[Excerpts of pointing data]
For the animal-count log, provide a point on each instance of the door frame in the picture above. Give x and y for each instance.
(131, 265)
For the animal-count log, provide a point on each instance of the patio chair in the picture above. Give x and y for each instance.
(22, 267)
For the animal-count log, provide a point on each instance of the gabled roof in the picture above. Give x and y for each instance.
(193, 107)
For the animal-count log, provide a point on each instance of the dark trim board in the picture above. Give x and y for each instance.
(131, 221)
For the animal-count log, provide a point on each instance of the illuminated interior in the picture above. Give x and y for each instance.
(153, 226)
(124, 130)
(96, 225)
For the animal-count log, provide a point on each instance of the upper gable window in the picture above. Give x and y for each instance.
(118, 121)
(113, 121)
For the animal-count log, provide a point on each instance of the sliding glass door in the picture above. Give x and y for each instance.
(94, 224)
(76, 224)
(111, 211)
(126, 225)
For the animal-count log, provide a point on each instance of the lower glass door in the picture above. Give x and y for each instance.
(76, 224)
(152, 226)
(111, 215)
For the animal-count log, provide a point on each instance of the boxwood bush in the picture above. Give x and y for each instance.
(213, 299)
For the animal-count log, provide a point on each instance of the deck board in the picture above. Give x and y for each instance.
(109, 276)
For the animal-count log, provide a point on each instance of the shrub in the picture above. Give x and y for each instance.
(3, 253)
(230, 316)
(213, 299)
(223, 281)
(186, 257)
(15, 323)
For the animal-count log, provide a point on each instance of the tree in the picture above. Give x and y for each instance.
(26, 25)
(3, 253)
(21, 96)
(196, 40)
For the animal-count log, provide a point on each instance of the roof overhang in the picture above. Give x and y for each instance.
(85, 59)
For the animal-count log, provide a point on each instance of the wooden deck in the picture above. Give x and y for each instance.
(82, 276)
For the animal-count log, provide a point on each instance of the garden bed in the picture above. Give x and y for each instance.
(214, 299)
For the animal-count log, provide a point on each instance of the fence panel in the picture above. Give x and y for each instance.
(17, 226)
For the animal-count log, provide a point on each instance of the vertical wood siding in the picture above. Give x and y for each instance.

→ TASK INSTRUCTIONS:
Could you print word for word the records starting at the line that contains "of the garden" and ending at the last line of the records?

→ PROBLEM SOLUTION:
For the animal-count log, provide a point on each instance of the garden bed in the picture above. Give x and y for each instance.
(214, 299)
For the animal-count log, provide a point on each instance of the fence panel in the picture above. Give x and y for each instance.
(17, 226)
For the animal-count log, provide a point on each instance of the vertical wood siding in the picture above. Give x and y for each instance.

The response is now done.